- Short task: Find "Would you mind indicating the man playing" in the data below; transcribe the line it appears on and each line after it, exactly, to the end, and nothing else.

- Records for processing:
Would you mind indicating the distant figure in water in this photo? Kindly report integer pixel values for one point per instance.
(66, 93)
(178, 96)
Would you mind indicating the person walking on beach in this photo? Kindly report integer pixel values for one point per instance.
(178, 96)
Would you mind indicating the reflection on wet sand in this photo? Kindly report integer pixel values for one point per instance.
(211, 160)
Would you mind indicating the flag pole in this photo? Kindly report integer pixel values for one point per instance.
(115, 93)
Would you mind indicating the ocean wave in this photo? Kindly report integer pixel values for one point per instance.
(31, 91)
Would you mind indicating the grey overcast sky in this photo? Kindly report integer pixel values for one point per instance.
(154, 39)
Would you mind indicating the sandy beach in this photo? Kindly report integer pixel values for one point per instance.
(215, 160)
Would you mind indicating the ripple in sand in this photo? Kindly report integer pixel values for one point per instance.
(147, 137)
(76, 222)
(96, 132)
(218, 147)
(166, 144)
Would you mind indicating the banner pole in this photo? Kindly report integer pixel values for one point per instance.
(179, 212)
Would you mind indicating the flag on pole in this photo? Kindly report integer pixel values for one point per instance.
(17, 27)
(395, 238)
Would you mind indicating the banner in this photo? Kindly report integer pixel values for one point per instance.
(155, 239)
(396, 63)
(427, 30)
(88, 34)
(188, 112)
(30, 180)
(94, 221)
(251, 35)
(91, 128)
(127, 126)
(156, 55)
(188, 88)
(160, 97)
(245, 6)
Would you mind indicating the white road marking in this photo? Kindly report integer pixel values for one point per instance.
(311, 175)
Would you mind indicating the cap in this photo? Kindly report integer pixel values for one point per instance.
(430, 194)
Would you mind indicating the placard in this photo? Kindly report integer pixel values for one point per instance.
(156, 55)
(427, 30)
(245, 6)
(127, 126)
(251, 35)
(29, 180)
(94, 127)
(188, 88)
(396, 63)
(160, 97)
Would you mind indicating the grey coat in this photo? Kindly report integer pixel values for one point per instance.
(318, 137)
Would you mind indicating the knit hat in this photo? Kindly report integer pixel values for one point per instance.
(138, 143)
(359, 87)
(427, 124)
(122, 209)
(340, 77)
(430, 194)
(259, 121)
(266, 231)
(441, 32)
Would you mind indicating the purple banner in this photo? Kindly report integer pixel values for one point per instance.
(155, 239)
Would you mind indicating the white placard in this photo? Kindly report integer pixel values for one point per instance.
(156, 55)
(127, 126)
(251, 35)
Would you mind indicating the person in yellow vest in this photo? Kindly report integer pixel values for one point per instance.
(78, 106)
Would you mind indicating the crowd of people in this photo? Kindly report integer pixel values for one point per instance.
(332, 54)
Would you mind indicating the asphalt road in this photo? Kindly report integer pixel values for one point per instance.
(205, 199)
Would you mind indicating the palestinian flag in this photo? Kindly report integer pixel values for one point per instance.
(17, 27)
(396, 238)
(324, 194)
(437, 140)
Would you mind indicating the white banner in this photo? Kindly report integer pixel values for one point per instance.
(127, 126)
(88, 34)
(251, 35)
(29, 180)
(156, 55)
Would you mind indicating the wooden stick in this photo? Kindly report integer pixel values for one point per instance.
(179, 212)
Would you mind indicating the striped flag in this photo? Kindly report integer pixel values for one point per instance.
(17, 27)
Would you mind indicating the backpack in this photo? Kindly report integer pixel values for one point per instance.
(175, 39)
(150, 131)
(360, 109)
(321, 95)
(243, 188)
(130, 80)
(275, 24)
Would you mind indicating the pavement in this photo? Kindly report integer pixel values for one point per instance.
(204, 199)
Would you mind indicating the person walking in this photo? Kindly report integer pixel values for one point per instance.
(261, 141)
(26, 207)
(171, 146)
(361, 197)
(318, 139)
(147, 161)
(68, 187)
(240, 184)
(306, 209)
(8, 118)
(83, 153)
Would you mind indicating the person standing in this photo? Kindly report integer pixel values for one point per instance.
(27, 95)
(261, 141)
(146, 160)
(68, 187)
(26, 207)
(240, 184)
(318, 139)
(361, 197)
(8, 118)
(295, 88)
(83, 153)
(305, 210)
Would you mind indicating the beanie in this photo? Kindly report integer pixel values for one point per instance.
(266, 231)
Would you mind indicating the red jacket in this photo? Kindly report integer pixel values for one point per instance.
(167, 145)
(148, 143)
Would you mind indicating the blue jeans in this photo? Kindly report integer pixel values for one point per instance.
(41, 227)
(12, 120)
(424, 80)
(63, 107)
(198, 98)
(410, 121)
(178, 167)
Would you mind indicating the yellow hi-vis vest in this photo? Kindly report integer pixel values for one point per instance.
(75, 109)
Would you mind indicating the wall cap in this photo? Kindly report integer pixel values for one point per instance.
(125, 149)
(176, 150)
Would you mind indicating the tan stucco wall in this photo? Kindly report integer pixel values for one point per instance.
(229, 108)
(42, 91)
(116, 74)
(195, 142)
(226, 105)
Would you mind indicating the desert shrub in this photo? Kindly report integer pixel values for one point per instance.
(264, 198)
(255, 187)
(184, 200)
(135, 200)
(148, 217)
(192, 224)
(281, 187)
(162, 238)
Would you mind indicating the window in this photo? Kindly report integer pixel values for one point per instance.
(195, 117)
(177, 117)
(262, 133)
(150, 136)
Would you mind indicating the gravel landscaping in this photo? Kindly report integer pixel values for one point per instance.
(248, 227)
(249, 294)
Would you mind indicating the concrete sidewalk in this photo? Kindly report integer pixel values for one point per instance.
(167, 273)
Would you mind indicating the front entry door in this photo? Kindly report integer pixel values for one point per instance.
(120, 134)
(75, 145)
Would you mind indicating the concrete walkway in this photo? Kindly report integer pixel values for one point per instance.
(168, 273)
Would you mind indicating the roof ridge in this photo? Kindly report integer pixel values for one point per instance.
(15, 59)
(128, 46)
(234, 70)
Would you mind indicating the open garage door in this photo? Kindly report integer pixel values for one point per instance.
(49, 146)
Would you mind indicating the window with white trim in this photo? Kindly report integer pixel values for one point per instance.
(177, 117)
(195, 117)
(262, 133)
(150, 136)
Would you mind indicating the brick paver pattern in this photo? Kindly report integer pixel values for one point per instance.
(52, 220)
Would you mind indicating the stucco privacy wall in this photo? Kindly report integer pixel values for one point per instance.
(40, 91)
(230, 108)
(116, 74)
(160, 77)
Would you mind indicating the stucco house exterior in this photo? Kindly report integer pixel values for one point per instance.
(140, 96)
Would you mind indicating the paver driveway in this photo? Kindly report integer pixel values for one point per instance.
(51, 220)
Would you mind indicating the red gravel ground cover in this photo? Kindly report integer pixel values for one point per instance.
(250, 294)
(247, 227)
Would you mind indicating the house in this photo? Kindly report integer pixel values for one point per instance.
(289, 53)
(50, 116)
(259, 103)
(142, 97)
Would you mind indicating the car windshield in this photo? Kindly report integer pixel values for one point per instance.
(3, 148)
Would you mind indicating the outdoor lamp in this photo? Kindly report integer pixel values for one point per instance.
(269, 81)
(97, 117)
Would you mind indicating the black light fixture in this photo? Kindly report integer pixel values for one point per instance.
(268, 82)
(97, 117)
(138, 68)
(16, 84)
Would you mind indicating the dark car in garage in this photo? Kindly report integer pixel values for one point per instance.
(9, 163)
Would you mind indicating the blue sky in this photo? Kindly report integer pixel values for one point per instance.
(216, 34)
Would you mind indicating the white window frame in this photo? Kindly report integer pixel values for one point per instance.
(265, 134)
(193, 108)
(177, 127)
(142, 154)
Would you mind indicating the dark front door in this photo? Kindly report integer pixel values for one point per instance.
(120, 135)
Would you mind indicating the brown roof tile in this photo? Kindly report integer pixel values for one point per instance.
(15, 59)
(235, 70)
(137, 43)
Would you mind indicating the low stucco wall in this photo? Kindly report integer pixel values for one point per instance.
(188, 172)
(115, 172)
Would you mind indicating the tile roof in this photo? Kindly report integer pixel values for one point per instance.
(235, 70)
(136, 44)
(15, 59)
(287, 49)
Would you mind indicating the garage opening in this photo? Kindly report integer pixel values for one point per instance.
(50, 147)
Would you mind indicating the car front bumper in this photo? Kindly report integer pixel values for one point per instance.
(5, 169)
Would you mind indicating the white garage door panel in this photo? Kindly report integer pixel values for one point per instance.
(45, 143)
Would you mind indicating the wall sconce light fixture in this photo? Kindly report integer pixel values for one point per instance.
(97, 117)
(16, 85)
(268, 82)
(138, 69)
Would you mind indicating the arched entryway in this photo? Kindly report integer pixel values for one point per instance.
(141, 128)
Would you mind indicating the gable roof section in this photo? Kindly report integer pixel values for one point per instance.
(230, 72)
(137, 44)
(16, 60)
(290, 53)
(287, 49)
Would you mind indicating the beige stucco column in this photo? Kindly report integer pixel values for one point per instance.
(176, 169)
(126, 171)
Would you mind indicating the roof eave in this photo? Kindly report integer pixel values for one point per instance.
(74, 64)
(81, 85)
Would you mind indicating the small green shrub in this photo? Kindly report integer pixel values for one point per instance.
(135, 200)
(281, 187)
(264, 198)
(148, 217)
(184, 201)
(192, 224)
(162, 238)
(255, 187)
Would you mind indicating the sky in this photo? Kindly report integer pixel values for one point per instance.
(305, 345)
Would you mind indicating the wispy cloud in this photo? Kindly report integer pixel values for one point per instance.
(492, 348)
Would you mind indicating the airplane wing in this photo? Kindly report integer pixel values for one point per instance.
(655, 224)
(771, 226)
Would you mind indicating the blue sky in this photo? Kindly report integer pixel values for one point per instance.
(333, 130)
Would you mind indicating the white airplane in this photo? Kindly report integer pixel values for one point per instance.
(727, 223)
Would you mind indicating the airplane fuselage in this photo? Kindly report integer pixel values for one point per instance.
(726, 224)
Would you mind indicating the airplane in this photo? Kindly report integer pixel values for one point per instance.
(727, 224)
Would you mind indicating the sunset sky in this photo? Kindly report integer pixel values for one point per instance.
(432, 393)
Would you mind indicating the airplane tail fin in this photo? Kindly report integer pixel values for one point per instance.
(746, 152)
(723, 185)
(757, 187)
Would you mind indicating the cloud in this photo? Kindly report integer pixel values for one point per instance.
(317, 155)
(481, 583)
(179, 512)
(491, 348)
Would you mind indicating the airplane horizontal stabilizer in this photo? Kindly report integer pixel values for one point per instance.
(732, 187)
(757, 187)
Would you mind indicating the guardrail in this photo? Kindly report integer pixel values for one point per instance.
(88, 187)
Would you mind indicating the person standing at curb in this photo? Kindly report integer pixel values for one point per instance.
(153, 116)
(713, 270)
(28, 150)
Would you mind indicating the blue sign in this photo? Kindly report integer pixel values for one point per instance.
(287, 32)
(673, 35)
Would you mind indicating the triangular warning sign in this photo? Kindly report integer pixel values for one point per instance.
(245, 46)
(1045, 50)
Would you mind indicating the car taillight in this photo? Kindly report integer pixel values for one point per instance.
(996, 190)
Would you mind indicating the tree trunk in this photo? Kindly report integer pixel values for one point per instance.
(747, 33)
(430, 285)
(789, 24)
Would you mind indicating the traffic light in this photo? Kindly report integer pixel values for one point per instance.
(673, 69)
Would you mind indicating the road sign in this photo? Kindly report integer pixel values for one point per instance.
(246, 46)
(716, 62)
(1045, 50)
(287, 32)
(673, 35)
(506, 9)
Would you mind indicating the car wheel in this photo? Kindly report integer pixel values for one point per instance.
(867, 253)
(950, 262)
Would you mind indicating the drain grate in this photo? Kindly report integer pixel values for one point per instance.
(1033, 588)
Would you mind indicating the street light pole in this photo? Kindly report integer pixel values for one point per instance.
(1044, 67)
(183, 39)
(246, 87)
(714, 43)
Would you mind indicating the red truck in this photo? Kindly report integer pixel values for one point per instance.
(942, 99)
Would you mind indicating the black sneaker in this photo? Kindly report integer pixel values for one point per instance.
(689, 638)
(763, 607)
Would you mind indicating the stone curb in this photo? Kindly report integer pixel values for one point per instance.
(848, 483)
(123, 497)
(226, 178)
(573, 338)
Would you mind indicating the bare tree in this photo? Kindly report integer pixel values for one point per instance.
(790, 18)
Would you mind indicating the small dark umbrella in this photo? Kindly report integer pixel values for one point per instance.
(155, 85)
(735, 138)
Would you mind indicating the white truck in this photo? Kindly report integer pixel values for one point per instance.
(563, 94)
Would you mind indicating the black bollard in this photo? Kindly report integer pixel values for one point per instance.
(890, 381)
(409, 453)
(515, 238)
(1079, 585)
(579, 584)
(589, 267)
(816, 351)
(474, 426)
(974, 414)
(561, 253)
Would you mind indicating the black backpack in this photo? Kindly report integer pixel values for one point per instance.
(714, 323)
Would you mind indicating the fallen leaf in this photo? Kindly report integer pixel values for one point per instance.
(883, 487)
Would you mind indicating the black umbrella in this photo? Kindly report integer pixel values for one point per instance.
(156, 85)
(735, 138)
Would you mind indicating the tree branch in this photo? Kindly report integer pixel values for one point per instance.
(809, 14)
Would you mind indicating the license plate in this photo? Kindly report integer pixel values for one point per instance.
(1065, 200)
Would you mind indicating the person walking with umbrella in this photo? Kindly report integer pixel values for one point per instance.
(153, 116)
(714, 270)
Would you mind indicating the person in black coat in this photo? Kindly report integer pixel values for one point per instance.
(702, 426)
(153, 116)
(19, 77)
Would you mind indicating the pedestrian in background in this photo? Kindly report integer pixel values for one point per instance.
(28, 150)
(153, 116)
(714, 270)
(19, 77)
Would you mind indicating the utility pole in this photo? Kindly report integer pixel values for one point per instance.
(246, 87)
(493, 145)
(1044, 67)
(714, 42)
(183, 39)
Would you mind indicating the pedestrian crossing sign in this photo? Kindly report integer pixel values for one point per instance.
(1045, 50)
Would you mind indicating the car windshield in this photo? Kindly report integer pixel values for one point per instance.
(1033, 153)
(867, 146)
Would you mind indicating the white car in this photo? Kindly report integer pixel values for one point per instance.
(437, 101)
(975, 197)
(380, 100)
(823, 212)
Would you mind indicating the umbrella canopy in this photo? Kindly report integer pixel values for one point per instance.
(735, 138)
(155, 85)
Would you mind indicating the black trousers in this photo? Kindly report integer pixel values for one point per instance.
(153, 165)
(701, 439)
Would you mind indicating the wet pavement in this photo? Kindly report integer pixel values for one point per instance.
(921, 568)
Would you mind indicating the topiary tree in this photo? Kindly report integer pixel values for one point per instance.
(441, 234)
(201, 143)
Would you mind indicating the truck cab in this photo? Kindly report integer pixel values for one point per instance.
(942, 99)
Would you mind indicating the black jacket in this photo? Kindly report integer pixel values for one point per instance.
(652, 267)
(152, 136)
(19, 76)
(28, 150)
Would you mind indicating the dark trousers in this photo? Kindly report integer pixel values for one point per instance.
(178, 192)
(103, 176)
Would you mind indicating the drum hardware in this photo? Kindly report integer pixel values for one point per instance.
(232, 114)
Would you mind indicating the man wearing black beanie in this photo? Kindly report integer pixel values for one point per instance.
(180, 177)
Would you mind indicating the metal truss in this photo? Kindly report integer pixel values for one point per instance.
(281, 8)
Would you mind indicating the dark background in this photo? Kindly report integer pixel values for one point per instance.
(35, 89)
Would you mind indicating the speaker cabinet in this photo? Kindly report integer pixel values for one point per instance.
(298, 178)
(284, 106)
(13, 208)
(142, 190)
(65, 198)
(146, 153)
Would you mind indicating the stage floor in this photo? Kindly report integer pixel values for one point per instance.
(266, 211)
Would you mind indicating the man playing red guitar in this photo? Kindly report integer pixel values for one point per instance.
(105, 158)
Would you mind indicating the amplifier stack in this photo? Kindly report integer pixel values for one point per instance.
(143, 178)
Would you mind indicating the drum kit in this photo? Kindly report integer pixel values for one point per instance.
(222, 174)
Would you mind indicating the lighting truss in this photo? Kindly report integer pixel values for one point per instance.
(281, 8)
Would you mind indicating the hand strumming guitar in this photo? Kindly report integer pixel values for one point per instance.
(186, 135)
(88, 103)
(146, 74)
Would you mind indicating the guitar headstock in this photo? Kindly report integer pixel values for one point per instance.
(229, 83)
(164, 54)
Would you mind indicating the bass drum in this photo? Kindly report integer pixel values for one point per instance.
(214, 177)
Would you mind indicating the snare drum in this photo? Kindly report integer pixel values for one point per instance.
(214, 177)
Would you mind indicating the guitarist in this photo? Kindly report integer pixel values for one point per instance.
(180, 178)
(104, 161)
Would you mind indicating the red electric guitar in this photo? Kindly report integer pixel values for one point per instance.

- Result:
Would you mind indicating the man playing red guitar in this photo? Kindly report integer pixel values for one point per instance.
(105, 158)
Would you mind indicating the amplifier stack in this photo? Kindly report integer pixel values for one point per instance.
(143, 178)
Would you mind indicating the drum kit in this photo? Kindly report integer pixel values for one point per instance.
(222, 174)
Would you mind indicating the lighting truss in this photo? Kindly report integer pixel values for one point per instance.
(281, 8)
Would you mind indicating the hand strumming guitar in this photo? Kindly report integer pixel values for one point per instance.
(186, 135)
(88, 103)
(146, 74)
Would you mind indicating the guitar headstock in this photo? Kindly report integer pixel values for one point per instance.
(229, 83)
(164, 54)
Would you mind indicating the bass drum in this photo? Kindly report integer pixel values for one point per instance.
(214, 177)
Would you mind indicating the snare drum in this photo? Kindly report integer pixel values for one point per instance.
(214, 177)
Would you mind indicating the guitarist in this photo? Kindly report integer pixel values for one point per instance.
(180, 178)
(104, 161)
Would you mind indicating the red electric guitar in this photo? Kindly report integer pixel values for one point per instance.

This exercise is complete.